PAGE EXTRACT:
++++++++
Config

The Config class represents kernel optimization parameters that control how Helion kernels are compiled and executed.

class helion.Config(*, block_sizes=None, loop_orders=None, flatten_loops=None, l2_groupings=None, reduction_loops=None, range_unroll_factors=None, range_warp_specializes=None, range_num_stages=None, range_multi_buffers=None, range_flattens=None, static_ranges=None, num_warps=None, num_stages=None, pid_type=None, indexing=None, **kwargs)[source]

Bases: Mapping[str, object]

Parameters:
__init__(*, block_sizes=None, loop_orders=None, flatten_loops=None, l2_groupings=None, reduction_loops=None, range_unroll_factors=None, range_warp_specializes=None, range_num_stages=None, range_multi_buffers=None, range_flattens=None, static_ranges=None, num_warps=None, num_stages=None, pid_type=None, indexing=None, **kwargs)[source]

Initialize a Config object.

Parameters:

  • block_sizes (list[int] | None) – Controls tile sizes for hl.tile invocations.

  • loop_orders (list[list[int]] | None) – Permutes iteration order of tiles.

  • l2_groupings (list[int] | None) – Reorders program IDs for L2 cache locality.

  • reduction_loops (list[int | None] | None) – Configures reduction loop behavior.

  • range_unroll_factors (list[int] | None) – Loop unroll factors for tl.range calls.

  • range_warp_specializes (list[bool | None] | None) – Warp specialization for tl.range calls.

  • range_num_stages (list[int] | None) – Number of stages for tl.range calls.

  • range_multi_buffers (list[bool | None] | None) – Controls disallow_acc_multi_buffer for tl.range calls.

  • range_flattens (list[bool | None] | None) – Controls flatten parameter for tl.range calls.

  • static_ranges (list[bool] | None) – Whether to use tl.static_range instead tl.range.

  • num_warps (int | None) – Number of warps per block.

  • num_stages (int | None) – Number of stages for software pipelining.

  • pid_type (Optional[Literal['flat', 'xyz', 'persistent_blocked', 'persistent_interleaved']]) – Program ID type strategy (“flat”, “xyz”, “persistent_blocked”, “persistent_interleaved”).

  • indexing (Optional[Literal['pointer', 'tensor_descriptor', 'block_ptr']]) – Indexing strategy (“pointer”, “tensor_descriptor”, “block_ptr”).

  • **kwargs (object) – Additional user-defined configuration parameters.

  • flatten_loops (list[bool] | None)
++++++++
SUPPLIED DATA:
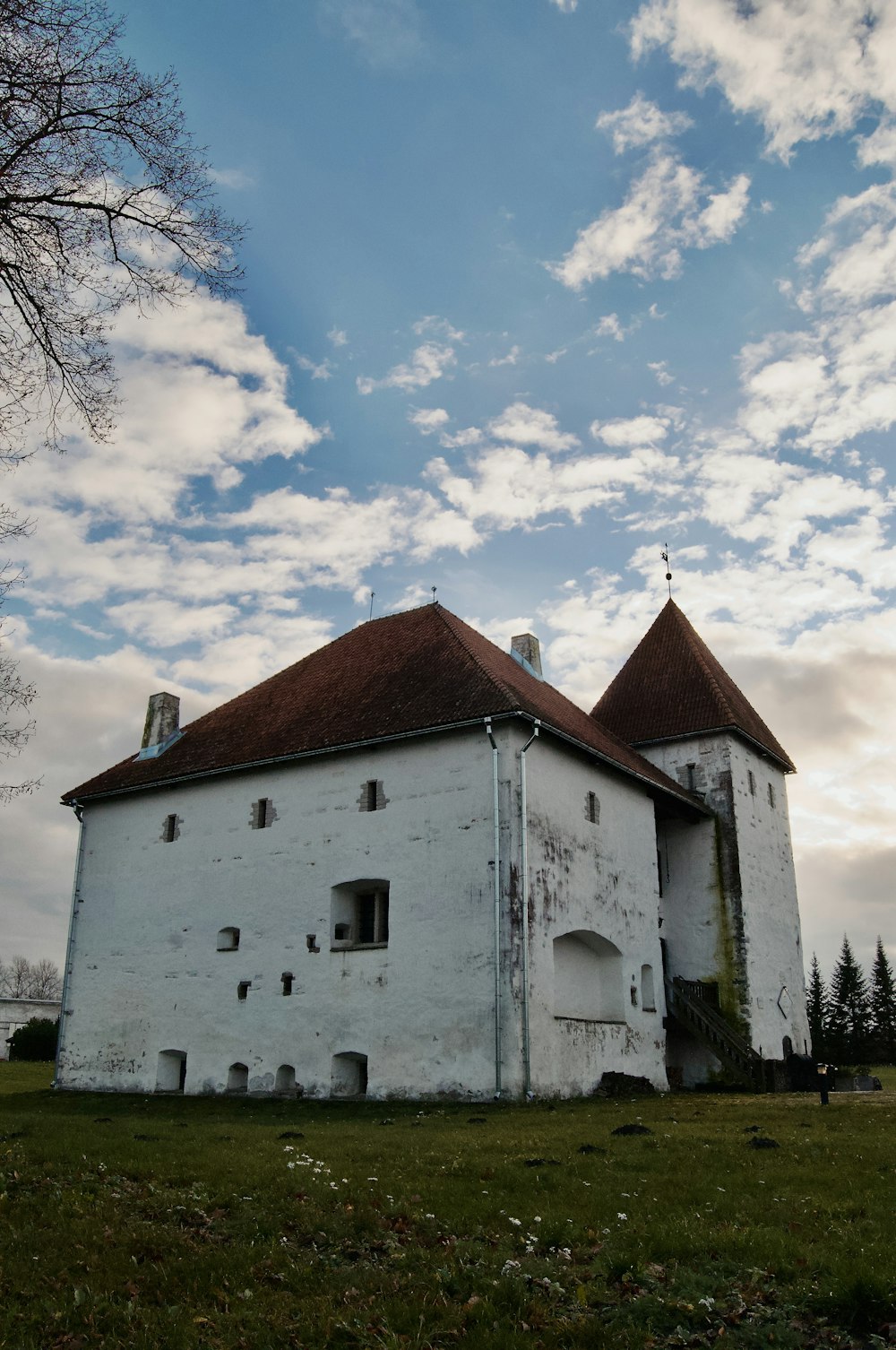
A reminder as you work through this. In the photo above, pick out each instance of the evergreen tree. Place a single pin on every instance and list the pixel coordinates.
++++++++
WHAT IS ASKED:
1. In the Helion Config documentation, what does the l2_groupings parameter reorder, and for what purpose? Answer in one to three sentences.
2. Repeat the stretch of the Helion Config documentation from "Bases: Mapping[str, object]" through "L2 cache locality.".
3. Write the next part of the Helion Config documentation, picking up after its final line.

EXPECTED RESULTS:
1. The l2_groupings parameter reorders program IDs for L2 cache locality.

2.
Bases: Mapping[str, object]

Parameters:
__init__(*, block_sizes=None, loop_orders=None, flatten_loops=None, l2_groupings=None, reduction_loops=None, range_unroll_factors=None, range_warp_specializes=None, range_num_stages=None, range_multi_buffers=None, range_flattens=None, static_ranges=None, num_warps=None, num_stages=None, pid_type=None, indexing=None, **kwargs)[source]

Initialize a Config object.

Parameters:

  • block_sizes (list[int] | None) – Controls tile sizes for hl.tile invocations.

  • loop_orders (list[list[int]] | None) – Permutes iteration order of tiles.

  • l2_groupings (list[int] | None) – Reorders program IDs for L2 cache locality.

3.
config: dict[str, object]
to_json()[source]

Convert the config to a JSON string.

Return type:

str

classmethod from_json(json_str)[source]

Create a Config object from a JSON string.

Parameters:

json_str (str)

Return type:

Config

save(path)[source]

Save the config to a JSON file.

Parameters:

path (str | Path)

Return type:

None

classmethod load(path)[source]

Load a config from a JSON file.

Parameters:

path (str | Path)

Return type:

Config

property block_sizes: list[int]
property loop_orders: list[list[int]]
property flatten_loops: list[bool]
property reduction_loops: list[int | None]
property num_warps: int
property num_stages: int
property l2_groupings: list[int]
property pid_type: Literal['flat', 'xyz', 'persistent_blocked', 'persistent_interleaved']
property range_unroll_factors: list[int]
property range_warp_specializes: list[bool | None]
property range_num_stages: list[int]
property range_multi_buffers: list[bool | None]
property range_flattens: list[bool | None]
property static_ranges: list[bool]
property indexing: Literal['pointer', 'tensor_descriptor', 'block_ptr']

Overview

Config objects specify optimization parameters that control how Helion kernels run on the hardware.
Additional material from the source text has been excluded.